- [Objective]
Starting with the line that contains "of the nose" and going on through the end of the records below, can you write out every line again, adding 32 to each number in the answer coordinates and leaving all other lines unchanged?

- [Dataset entries]

##############################

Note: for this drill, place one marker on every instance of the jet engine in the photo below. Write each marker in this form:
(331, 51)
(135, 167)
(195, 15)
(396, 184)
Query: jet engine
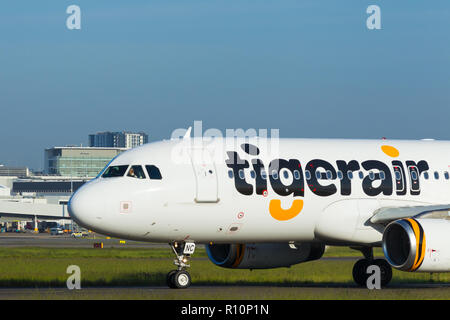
(418, 245)
(263, 255)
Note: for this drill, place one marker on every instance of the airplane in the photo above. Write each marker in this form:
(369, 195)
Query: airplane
(258, 203)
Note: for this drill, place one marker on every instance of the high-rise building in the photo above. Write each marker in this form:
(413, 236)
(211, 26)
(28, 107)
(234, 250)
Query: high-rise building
(123, 139)
(78, 161)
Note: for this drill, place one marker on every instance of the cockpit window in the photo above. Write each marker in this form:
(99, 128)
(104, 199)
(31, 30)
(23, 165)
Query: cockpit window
(136, 172)
(115, 171)
(153, 172)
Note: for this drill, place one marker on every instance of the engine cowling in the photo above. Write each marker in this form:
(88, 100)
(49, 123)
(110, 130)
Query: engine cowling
(263, 255)
(421, 245)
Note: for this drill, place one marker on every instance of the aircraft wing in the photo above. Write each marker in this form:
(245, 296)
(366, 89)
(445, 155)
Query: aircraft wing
(388, 214)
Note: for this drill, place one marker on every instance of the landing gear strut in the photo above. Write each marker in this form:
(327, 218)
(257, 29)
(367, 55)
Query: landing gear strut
(180, 278)
(360, 274)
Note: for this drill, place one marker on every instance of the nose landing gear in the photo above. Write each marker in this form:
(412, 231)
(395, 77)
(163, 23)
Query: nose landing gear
(360, 275)
(180, 278)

##############################

- [Solution]
Note: for this drill, place one marker on every instance of the nose landing gear in the photo above. Write each marker in this form:
(412, 231)
(395, 77)
(163, 23)
Query: nose landing gear
(392, 307)
(212, 310)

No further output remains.